TASK BRIEF
Lay out each line of the data below as a numbered list, omitting blank lines and leaving out the pictures.

RECORDS
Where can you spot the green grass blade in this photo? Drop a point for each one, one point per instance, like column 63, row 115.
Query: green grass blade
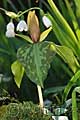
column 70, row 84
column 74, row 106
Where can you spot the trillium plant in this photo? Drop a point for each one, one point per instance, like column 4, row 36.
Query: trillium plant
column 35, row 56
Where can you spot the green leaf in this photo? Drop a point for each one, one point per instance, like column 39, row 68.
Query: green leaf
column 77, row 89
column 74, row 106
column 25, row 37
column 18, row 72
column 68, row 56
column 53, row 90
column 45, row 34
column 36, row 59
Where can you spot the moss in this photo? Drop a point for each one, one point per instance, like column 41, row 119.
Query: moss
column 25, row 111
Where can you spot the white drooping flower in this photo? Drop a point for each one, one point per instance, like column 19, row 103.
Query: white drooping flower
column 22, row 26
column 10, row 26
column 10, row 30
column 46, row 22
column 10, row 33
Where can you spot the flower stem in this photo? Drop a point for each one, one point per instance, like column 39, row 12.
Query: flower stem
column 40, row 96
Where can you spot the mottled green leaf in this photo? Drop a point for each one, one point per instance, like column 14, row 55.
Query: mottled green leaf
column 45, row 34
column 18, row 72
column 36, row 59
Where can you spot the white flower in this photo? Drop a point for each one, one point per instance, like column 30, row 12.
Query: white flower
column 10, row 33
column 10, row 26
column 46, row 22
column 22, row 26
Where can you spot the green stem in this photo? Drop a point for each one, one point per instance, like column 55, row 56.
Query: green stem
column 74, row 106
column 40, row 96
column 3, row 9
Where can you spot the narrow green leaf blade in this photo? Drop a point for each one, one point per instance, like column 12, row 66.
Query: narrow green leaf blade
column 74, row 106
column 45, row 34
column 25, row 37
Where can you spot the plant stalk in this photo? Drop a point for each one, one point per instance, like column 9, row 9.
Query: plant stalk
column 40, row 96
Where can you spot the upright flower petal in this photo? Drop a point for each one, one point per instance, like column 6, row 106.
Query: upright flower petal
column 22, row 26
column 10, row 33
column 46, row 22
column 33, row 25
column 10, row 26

EXERCISE RESPONSE
1. Where can you spot the green grass blade in this photo? Drop a point for each one, one point per instance, like column 63, row 115.
2. Query: green grass blade
3. column 70, row 84
4. column 74, row 106
5. Where can you spot the trillium plant in this photo? Drop a point for each one, one point per instance, like column 4, row 36.
6. Query: trillium plant
7. column 35, row 56
8. Where can you spot the green leaf in this photo? Drop a point for each one, one point per instance, like column 39, row 68.
9. Query: green leaf
10. column 77, row 89
11. column 74, row 106
12. column 25, row 37
13. column 18, row 72
14. column 68, row 56
15. column 53, row 90
16. column 45, row 34
17. column 36, row 59
18. Where can you spot the moss in this photo? Drop a point for each one, one point per instance, like column 41, row 119.
19. Query: moss
20. column 25, row 111
21. Where can you spot the white drooping flower in this photo? Drop a point for each one, one point per instance, like column 19, row 103.
22. Query: white drooping flower
23. column 22, row 26
24. column 10, row 26
25. column 10, row 30
26. column 46, row 22
27. column 10, row 33
28. Where can you spot the flower stem in this photo? Drop a point for each one, one point per instance, like column 39, row 12.
29. Query: flower stem
30. column 40, row 96
31. Where can you spot the mottled green leaf in this photo? Drop a point for each one, one point per instance, like column 14, row 55.
32. Query: mottled green leaf
33. column 45, row 34
34. column 18, row 72
35. column 36, row 59
36. Where can you spot the white flower in this photo? Drop a point for each one, one point per instance, like column 30, row 12.
37. Query: white flower
38. column 10, row 33
39. column 10, row 26
40. column 46, row 22
41. column 22, row 26
42. Where can you spot the green stem in this photo? Drop a point for each one, one point per instance, like column 55, row 56.
43. Query: green stem
44. column 74, row 106
45. column 40, row 96
46. column 3, row 9
47. Where can you spot the narrow green leaf blade in this photo? Drop a point for each one, one point per instance, like column 12, row 66.
48. Query: narrow green leaf blade
49. column 74, row 106
50. column 45, row 34
51. column 25, row 37
52. Where can you spot the plant stalk in this photo? Drop a point for each one, one point per instance, like column 9, row 9.
53. Query: plant stalk
54. column 40, row 96
55. Where can you spot the upright flower petal in this photo? Drop a point for each one, one point per instance, like column 6, row 106.
56. Query: upright flower petal
57. column 22, row 26
58. column 10, row 33
59. column 46, row 22
60. column 33, row 25
61. column 10, row 26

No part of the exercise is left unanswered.